== TASK ==
Please find every line in the listing that contains the word "smoothie" and copy each of those lines out in full.

== EXCERPTED RECORDS ==
■ ■ ■ ■ ■ ■ ■

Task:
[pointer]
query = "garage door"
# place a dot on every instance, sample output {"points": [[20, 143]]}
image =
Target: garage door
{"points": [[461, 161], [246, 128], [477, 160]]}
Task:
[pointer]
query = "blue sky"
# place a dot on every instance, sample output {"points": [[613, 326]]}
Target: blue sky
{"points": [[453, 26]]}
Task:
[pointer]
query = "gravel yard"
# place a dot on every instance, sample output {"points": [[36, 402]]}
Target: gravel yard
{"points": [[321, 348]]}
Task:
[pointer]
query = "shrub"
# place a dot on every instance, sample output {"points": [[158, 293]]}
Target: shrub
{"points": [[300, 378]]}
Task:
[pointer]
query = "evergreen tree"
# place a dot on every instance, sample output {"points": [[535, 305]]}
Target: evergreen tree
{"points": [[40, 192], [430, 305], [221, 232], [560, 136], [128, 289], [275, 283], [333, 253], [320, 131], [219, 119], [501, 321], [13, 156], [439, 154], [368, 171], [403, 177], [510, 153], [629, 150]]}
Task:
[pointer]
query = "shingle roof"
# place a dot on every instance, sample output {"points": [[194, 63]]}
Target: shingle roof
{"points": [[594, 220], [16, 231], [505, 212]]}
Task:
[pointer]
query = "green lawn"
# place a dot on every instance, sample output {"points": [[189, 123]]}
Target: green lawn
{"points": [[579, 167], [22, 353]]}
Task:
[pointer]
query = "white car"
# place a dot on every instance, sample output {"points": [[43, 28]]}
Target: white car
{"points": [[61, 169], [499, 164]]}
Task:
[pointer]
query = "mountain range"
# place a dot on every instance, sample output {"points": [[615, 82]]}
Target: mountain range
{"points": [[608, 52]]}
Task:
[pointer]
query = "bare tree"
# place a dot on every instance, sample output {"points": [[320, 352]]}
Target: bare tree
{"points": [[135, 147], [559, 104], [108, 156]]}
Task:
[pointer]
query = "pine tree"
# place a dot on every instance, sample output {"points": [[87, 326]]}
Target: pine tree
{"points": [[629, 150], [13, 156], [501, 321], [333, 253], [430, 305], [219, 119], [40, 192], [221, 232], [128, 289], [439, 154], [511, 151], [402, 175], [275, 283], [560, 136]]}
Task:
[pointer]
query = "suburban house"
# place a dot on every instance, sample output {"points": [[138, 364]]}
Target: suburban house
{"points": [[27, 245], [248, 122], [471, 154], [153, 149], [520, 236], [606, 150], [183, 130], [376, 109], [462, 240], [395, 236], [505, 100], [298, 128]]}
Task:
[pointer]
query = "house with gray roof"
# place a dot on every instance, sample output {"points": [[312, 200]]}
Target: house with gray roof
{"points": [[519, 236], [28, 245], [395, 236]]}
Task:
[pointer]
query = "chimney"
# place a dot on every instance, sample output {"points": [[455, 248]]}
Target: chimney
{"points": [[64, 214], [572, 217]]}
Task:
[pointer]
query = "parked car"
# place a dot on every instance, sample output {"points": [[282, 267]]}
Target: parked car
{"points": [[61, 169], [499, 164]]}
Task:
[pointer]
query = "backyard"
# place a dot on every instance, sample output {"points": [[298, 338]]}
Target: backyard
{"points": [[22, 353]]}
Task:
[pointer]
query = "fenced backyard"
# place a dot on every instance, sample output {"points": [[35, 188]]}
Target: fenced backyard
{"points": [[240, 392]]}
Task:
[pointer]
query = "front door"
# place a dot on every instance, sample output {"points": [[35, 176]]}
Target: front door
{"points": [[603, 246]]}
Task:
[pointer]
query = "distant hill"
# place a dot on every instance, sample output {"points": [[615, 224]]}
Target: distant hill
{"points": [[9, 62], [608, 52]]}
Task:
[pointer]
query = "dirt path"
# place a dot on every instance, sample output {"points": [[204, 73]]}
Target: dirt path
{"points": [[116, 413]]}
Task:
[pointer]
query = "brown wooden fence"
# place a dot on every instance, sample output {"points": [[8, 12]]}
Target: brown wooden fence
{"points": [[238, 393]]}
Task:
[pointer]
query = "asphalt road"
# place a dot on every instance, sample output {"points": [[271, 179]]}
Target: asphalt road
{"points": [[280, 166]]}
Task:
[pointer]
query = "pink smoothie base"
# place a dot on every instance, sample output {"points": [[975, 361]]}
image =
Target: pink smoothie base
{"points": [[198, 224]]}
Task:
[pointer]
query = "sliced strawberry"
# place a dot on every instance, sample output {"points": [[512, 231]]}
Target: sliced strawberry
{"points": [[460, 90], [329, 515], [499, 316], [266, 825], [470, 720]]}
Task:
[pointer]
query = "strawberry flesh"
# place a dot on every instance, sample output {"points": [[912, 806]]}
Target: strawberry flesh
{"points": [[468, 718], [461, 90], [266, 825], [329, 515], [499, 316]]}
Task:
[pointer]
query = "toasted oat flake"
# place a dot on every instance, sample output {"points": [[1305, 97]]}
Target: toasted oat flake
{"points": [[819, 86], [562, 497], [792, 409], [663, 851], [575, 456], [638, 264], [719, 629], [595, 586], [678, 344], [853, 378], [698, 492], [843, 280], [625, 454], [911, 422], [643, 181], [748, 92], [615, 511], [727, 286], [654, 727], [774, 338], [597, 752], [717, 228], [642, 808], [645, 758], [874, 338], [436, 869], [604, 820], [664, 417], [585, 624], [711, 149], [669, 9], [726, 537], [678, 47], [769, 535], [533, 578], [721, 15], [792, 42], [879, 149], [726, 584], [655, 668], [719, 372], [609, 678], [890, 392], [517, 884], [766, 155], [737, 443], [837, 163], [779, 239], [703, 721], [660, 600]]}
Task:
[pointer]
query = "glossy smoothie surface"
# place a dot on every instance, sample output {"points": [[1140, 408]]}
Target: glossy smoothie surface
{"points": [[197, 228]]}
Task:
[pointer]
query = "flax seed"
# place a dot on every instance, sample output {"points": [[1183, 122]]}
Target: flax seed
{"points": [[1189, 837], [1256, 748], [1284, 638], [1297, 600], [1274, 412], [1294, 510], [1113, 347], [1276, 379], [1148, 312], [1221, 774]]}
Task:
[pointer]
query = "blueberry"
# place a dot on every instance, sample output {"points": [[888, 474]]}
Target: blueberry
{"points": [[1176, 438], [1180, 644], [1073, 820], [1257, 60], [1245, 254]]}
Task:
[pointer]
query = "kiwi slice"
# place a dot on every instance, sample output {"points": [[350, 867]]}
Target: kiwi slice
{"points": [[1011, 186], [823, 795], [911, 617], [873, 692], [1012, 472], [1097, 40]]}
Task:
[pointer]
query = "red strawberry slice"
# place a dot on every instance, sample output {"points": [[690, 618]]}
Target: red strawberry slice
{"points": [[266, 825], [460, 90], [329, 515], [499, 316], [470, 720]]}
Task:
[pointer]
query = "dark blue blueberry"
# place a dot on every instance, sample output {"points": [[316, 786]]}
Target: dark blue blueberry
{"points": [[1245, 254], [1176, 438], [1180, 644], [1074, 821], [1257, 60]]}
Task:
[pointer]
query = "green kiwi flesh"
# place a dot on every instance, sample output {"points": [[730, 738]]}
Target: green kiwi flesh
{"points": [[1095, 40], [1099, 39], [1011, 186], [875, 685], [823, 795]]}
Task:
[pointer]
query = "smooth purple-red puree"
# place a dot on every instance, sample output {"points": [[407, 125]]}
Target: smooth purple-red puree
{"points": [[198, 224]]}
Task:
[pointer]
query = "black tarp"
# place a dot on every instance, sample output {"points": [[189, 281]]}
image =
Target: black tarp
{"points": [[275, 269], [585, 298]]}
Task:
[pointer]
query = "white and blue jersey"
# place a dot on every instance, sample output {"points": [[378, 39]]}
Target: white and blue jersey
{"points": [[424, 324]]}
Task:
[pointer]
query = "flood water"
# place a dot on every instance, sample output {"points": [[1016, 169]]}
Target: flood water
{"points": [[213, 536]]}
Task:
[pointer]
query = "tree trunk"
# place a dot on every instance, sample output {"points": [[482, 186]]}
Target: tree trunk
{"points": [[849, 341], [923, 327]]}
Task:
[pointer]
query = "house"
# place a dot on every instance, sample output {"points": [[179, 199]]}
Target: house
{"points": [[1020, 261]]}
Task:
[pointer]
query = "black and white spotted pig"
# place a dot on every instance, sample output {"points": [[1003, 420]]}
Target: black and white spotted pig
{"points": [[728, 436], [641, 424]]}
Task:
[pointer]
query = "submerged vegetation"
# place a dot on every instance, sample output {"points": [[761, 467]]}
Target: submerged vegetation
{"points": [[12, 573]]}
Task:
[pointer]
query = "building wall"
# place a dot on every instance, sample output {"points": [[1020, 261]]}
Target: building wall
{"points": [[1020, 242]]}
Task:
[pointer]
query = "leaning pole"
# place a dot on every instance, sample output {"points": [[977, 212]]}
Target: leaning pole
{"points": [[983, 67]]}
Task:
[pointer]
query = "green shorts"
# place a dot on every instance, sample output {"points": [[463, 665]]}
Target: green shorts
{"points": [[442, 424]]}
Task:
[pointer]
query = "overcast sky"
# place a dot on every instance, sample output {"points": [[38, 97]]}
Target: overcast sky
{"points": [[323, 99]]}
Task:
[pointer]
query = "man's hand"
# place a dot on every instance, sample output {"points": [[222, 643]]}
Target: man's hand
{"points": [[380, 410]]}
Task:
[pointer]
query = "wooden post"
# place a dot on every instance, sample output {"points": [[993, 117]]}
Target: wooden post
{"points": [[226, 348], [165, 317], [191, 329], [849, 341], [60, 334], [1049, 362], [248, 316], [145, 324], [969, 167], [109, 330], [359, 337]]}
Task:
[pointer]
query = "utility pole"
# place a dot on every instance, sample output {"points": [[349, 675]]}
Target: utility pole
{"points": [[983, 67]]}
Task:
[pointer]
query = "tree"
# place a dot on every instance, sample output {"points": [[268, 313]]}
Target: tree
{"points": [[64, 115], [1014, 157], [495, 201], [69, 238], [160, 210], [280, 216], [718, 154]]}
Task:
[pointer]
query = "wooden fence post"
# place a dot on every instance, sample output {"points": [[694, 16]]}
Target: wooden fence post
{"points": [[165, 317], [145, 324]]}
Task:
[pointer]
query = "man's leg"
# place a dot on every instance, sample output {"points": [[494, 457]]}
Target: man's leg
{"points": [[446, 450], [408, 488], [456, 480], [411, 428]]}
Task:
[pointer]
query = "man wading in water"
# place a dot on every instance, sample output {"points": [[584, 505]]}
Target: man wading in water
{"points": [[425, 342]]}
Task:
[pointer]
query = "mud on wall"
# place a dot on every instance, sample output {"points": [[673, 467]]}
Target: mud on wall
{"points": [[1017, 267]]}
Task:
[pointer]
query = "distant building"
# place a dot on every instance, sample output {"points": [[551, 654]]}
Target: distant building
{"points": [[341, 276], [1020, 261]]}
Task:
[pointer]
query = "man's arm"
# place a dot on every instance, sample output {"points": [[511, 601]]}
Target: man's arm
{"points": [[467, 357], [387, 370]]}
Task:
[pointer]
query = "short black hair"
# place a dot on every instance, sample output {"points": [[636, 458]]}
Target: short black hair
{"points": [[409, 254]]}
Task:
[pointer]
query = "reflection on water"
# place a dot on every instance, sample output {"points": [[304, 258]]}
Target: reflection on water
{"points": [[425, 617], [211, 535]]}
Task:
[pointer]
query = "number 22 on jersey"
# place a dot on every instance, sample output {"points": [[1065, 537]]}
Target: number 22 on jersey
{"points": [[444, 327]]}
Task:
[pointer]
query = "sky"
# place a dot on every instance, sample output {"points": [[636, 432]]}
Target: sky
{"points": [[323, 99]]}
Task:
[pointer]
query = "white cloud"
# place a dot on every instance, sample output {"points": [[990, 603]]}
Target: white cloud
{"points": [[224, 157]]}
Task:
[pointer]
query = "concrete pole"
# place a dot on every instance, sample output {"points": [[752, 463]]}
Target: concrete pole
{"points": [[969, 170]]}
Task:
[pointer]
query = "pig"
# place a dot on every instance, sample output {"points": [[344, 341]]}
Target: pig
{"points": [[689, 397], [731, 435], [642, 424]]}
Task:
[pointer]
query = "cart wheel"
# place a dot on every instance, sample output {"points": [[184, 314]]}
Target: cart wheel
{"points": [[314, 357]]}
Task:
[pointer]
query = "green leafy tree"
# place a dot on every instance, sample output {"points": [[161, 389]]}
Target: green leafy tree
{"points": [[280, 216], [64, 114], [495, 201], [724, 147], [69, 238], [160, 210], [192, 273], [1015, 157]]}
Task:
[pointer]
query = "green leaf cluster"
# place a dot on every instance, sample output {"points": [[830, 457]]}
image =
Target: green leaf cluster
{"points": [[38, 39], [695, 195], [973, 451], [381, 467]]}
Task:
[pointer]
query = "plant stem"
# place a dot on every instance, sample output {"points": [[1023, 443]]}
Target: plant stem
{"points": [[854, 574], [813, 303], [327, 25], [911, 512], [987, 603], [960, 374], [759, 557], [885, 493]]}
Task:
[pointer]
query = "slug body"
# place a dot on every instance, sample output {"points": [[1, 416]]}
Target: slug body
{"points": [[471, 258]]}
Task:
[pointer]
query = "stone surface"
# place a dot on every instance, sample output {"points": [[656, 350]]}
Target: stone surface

■ ■ ■ ■ ■ ■ ■

== SOLVED PROBLEM ==
query = "pink smoothie base"
Target: pink smoothie base
query = "glossy smoothie surface"
Target: glossy smoothie surface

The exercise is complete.